**Material supplied:**

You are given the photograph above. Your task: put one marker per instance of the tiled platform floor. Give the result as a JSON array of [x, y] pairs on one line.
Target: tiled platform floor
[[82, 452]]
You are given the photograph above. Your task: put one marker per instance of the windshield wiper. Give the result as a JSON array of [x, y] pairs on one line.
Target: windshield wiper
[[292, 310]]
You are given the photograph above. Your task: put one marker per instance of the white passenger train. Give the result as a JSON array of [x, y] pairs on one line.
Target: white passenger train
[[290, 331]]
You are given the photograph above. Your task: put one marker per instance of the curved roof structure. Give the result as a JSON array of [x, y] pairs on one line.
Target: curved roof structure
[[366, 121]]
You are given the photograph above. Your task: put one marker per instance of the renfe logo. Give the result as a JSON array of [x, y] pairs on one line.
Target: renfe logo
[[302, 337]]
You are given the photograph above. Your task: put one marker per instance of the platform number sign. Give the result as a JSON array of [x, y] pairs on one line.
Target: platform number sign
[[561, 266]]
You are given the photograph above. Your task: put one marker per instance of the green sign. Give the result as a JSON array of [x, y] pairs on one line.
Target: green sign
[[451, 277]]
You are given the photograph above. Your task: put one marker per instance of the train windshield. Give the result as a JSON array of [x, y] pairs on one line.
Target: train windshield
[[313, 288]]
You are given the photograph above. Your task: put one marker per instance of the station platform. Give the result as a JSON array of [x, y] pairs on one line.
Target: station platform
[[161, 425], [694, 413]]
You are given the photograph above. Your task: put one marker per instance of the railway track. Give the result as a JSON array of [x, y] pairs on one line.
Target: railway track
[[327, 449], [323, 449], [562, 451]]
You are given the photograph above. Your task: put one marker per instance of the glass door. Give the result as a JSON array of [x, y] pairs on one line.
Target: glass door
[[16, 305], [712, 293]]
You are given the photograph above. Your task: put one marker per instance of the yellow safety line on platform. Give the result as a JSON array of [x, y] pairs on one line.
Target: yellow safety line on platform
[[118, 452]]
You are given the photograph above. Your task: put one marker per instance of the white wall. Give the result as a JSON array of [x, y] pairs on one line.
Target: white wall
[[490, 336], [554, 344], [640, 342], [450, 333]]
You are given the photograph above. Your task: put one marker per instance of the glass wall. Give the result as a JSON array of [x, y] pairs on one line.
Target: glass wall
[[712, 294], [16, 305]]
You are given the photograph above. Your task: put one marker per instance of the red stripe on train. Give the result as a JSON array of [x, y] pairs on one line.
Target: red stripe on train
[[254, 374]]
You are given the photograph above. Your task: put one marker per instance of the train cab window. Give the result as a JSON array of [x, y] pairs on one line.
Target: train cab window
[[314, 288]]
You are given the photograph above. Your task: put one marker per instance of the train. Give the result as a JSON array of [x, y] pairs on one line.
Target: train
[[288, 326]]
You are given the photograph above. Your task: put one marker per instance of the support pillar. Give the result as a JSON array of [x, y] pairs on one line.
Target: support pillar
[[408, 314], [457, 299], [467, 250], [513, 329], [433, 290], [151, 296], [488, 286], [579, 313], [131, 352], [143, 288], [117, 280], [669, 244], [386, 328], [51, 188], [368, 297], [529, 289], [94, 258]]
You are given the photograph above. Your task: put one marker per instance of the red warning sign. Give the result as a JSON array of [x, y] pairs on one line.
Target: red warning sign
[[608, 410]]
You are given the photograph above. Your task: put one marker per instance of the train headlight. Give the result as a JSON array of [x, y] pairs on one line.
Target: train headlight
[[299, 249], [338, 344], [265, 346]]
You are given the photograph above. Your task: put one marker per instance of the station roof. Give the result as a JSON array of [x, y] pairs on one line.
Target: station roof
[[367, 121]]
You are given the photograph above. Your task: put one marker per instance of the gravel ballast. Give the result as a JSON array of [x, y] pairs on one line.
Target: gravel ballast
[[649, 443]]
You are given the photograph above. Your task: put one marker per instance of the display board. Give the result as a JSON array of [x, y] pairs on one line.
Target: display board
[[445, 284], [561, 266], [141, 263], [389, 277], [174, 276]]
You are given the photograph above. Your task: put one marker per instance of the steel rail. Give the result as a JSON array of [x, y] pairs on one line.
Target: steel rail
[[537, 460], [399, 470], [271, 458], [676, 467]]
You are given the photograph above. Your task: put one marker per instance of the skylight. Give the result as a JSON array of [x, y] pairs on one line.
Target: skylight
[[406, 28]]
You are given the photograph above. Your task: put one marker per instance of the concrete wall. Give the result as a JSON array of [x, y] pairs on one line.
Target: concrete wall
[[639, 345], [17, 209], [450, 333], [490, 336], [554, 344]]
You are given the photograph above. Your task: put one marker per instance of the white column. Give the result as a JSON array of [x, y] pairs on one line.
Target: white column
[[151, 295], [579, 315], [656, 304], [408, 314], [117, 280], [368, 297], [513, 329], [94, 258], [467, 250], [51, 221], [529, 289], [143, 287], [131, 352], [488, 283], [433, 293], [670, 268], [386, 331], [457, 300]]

...

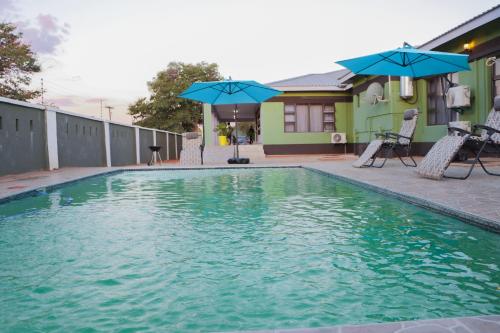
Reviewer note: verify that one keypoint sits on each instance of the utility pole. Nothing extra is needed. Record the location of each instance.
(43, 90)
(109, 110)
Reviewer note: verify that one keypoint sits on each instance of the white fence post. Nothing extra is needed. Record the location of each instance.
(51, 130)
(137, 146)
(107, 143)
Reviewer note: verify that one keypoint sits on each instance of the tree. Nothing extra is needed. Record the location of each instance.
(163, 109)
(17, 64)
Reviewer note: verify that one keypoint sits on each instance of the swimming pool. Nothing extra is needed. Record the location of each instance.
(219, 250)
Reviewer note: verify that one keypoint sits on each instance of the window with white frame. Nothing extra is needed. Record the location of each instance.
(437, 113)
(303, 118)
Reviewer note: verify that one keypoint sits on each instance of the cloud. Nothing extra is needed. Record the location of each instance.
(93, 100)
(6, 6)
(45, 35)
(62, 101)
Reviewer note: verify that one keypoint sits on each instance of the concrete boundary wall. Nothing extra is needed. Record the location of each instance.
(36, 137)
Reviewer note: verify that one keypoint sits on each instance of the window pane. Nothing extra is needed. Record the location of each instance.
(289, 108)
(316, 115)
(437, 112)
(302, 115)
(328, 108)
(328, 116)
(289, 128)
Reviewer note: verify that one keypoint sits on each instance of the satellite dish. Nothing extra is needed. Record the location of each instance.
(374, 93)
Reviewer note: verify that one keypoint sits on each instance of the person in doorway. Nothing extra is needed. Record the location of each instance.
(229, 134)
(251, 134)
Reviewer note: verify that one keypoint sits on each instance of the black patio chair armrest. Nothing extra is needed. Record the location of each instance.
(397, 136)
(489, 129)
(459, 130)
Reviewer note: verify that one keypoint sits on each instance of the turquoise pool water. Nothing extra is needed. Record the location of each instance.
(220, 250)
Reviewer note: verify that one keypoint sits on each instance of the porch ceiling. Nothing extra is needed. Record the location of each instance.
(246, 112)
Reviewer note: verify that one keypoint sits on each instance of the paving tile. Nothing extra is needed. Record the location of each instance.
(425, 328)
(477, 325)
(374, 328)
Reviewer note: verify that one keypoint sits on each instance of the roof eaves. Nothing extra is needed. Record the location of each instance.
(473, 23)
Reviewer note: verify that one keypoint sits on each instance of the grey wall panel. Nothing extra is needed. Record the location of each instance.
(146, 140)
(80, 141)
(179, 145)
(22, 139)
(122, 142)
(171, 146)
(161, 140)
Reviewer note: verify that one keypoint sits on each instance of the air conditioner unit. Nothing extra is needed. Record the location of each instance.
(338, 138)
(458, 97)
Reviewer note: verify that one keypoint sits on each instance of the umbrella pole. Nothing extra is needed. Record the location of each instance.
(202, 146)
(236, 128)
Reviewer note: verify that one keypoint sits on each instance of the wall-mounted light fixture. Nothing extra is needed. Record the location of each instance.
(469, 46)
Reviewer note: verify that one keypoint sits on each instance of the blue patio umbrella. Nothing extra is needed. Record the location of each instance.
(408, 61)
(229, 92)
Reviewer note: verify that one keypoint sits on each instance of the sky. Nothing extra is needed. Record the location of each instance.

* * *

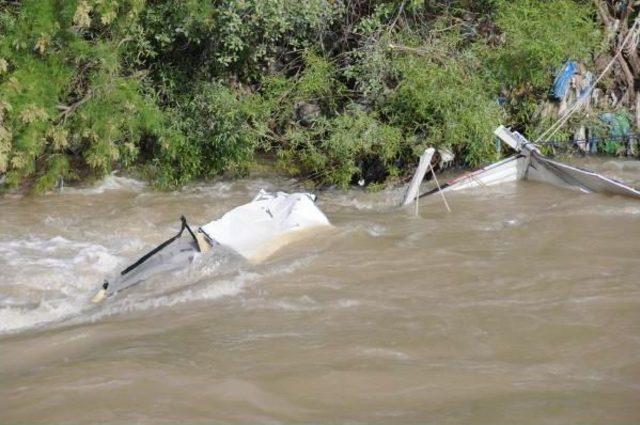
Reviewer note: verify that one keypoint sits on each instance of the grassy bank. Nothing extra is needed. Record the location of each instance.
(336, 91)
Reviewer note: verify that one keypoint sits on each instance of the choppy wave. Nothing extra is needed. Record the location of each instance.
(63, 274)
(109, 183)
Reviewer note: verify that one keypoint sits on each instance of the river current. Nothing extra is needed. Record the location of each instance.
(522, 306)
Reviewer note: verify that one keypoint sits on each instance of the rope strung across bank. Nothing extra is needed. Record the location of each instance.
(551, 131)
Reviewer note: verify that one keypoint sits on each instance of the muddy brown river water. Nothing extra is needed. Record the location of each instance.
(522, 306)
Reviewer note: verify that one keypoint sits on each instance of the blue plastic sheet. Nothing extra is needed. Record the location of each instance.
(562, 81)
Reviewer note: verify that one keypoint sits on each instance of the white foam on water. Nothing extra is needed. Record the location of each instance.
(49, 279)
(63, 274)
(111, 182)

**Work request:** Beginning at the line above that contains "of the curved", return each line exactly through the line that contains "of the railway", and no others.

**Task output:**
You are given the photograph above. Your task: put one marker per instance of the curved roof structure. Give the result as a JSON array of [x, y] pairs on one line.
Target: curved roof structure
[[366, 121]]
You are given the photograph above. Your task: put one marker per instance of the renfe logo. Give the result as a JSON array of [x, y] pairs on one line.
Target: renfe logo
[[302, 337]]
You are given the photograph above. Your task: put one marker per instance of the platform number sign. Give the result as a JSON array of [x, y] pairs on one line.
Target: platform number sign
[[561, 266]]
You are given the photograph above. Your task: put one marker per instance of the green sign. Give the result as a JSON array of [x, y] pairs on one line.
Target: green sign
[[451, 277]]
You are given the photograph above. Your task: put one marker per instance of the train windshield. Give the result as a JSON array of [x, y] pairs on one line.
Target: train windshield
[[313, 288]]
You are given the photograph above. Your task: put one marker per instance of the station platform. Give the result as a JSON array of [x, y] pairs on one line.
Target: station platform
[[161, 425], [694, 413]]
You are given the photograph above. Your task: put one marker per instance of the railway track. Give the result as a JSON array of [x, y] pairs on one line.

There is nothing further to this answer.